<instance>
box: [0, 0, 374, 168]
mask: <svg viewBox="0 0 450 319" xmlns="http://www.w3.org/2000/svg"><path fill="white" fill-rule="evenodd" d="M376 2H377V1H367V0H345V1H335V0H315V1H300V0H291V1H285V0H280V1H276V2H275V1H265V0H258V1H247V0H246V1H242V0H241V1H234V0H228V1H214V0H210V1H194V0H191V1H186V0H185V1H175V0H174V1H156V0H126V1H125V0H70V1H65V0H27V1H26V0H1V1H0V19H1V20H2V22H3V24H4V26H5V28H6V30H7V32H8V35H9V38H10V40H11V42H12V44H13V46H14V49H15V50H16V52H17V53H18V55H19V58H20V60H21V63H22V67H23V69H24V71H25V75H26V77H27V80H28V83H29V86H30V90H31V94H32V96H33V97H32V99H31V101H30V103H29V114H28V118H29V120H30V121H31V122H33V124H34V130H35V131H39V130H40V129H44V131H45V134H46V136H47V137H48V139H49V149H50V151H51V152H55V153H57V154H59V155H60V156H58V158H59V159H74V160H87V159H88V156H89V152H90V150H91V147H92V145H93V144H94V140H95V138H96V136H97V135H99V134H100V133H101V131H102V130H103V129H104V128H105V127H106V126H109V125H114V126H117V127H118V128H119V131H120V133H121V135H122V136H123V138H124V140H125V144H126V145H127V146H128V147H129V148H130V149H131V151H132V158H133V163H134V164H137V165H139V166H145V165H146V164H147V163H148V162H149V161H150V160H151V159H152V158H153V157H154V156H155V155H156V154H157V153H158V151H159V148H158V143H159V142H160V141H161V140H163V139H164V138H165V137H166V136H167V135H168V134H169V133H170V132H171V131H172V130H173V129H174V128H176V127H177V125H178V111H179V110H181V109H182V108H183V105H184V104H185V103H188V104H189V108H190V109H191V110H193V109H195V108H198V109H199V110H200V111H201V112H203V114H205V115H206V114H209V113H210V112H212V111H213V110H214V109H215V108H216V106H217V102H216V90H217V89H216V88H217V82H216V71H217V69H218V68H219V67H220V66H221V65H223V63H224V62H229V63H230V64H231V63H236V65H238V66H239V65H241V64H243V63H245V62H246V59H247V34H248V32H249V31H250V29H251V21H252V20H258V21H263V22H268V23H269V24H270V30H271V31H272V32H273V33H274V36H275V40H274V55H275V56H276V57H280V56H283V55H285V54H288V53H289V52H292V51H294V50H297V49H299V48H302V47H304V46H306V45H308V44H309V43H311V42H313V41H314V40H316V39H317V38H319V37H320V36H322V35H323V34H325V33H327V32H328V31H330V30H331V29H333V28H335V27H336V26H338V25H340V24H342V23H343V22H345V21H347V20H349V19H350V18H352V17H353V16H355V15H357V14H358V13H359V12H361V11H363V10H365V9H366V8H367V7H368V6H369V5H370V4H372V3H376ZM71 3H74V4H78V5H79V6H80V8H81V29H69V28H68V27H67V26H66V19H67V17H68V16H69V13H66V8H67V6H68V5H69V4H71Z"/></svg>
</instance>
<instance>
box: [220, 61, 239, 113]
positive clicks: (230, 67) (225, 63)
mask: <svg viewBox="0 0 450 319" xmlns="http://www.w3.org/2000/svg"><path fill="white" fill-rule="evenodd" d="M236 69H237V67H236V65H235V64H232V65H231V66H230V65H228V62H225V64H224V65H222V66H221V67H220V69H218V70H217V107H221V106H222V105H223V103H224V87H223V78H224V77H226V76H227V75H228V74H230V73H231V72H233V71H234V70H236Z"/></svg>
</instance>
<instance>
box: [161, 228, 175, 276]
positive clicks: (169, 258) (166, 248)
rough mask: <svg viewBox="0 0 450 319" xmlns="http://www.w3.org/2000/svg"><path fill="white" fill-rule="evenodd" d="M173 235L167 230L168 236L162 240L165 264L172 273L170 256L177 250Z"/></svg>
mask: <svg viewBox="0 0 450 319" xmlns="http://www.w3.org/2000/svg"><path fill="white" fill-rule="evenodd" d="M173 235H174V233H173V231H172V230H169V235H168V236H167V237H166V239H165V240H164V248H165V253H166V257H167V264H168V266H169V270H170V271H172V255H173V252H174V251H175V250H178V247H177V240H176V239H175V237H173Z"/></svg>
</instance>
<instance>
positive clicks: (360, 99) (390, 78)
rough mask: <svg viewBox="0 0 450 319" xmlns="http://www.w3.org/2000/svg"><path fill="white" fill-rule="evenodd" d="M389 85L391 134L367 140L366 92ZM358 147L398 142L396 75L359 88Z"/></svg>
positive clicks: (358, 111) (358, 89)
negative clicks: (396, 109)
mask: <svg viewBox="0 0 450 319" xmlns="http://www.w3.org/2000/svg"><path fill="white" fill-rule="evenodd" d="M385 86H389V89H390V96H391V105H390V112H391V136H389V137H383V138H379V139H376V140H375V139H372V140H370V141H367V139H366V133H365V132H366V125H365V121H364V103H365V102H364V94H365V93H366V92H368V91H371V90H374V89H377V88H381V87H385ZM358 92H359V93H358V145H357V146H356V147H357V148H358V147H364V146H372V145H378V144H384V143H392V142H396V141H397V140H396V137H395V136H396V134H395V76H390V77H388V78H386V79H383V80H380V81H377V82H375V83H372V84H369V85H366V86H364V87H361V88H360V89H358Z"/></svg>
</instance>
# # # #
The stretch of entries above that starts with the line containing "positive clicks: (230, 67) (225, 63)" and goes on through the line containing "85L391 134L367 140L366" is to be transcribed exactly, and no other line is to be transcribed.

Response area:
positive clicks: (230, 67) (225, 63)
mask: <svg viewBox="0 0 450 319" xmlns="http://www.w3.org/2000/svg"><path fill="white" fill-rule="evenodd" d="M236 69H237V67H236V65H235V64H232V65H231V66H230V65H228V62H225V64H224V65H222V66H221V67H220V69H218V70H217V107H221V106H222V105H223V103H224V87H223V78H224V77H226V76H227V75H228V74H230V73H231V72H233V71H234V70H236Z"/></svg>
</instance>
<instance>
box: [161, 228, 175, 276]
positive clicks: (169, 258) (166, 248)
rough mask: <svg viewBox="0 0 450 319" xmlns="http://www.w3.org/2000/svg"><path fill="white" fill-rule="evenodd" d="M173 235L167 230L168 236L162 240L165 264L172 273L170 256L177 250Z"/></svg>
mask: <svg viewBox="0 0 450 319" xmlns="http://www.w3.org/2000/svg"><path fill="white" fill-rule="evenodd" d="M173 235H174V233H173V231H172V230H169V235H168V236H167V237H166V239H165V240H164V248H165V253H166V257H167V264H168V266H169V270H170V271H172V255H173V252H174V251H175V250H178V247H177V240H176V239H175V237H173Z"/></svg>
</instance>
<instance>
positive clicks: (360, 99) (390, 78)
rough mask: <svg viewBox="0 0 450 319" xmlns="http://www.w3.org/2000/svg"><path fill="white" fill-rule="evenodd" d="M389 85L391 134L367 140L366 92ZM358 147L398 142L396 75L359 88Z"/></svg>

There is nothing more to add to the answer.